[start of Entries shown]

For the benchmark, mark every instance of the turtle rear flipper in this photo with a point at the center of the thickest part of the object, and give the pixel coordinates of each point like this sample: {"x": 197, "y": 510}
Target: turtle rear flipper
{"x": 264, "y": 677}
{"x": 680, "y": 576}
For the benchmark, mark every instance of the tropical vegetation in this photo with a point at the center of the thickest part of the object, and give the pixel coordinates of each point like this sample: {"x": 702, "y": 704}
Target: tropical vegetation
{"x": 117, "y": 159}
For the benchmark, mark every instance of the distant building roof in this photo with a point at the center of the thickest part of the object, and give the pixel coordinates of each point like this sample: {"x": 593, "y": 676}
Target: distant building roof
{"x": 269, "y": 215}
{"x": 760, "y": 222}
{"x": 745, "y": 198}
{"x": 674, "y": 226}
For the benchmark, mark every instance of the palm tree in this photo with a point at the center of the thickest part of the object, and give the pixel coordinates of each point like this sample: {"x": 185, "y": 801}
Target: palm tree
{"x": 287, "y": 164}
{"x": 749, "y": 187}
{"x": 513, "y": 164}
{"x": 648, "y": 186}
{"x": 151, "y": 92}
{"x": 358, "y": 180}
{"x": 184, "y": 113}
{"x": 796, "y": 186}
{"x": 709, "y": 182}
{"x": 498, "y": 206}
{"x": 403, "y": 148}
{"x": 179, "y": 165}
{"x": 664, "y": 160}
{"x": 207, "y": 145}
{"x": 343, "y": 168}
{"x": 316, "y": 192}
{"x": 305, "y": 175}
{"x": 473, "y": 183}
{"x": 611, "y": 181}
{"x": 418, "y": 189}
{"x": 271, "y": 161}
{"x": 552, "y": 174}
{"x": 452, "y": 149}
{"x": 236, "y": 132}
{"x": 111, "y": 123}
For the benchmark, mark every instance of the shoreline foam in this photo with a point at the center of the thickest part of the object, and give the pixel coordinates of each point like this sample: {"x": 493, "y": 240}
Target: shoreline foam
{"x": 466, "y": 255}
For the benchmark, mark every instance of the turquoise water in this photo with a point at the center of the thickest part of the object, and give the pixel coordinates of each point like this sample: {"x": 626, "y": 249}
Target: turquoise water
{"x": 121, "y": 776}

[end of Entries shown]

> Aim of the exercise:
Please repeat the lines above word for word.

> The response:
For the benchmark, mark every instance of the turtle rear flipper in this photo with a point at the center of the thickest part of the object, and give the pixel coordinates of each point like this sample: {"x": 197, "y": 510}
Target: turtle rear flipper
{"x": 264, "y": 677}
{"x": 680, "y": 576}
For the benchmark, mark every instance of the tropical vegetation in this photo with a point at the center of the thickest part of the object, and give the pixel coordinates of each point like this sample: {"x": 702, "y": 704}
Target: tropical vegetation
{"x": 117, "y": 159}
For the benchmark, mark every instance of the distant building roof in this photo with a point at the center of the thickest part of the object, and give the pixel coordinates of each point like this sample: {"x": 593, "y": 676}
Target: distant building roof
{"x": 269, "y": 215}
{"x": 760, "y": 222}
{"x": 745, "y": 198}
{"x": 674, "y": 226}
For the benchmark, mark every instance of the palm tree in this photo with a point at the center of the thickest part of the object, and give the pixel coordinates of each point like this sample: {"x": 185, "y": 801}
Target: palm tree
{"x": 287, "y": 164}
{"x": 749, "y": 187}
{"x": 513, "y": 164}
{"x": 648, "y": 186}
{"x": 151, "y": 92}
{"x": 358, "y": 180}
{"x": 184, "y": 113}
{"x": 796, "y": 186}
{"x": 709, "y": 182}
{"x": 498, "y": 206}
{"x": 403, "y": 148}
{"x": 179, "y": 165}
{"x": 664, "y": 160}
{"x": 207, "y": 145}
{"x": 343, "y": 168}
{"x": 316, "y": 192}
{"x": 305, "y": 175}
{"x": 473, "y": 183}
{"x": 611, "y": 181}
{"x": 418, "y": 189}
{"x": 271, "y": 161}
{"x": 552, "y": 174}
{"x": 452, "y": 149}
{"x": 236, "y": 132}
{"x": 111, "y": 123}
For the benchmark, mark every instance of the shoreline foam in this photo with a point at the center of the thickest part of the object, and give the pixel coordinates of each point like this sample: {"x": 493, "y": 240}
Target: shoreline foam
{"x": 466, "y": 255}
For the benchmark, mark every instance of the turquoise water in this photo with a point at the center of the thickest part of the object, and give the pixel coordinates of each point like this sample: {"x": 626, "y": 249}
Target: turquoise water
{"x": 121, "y": 776}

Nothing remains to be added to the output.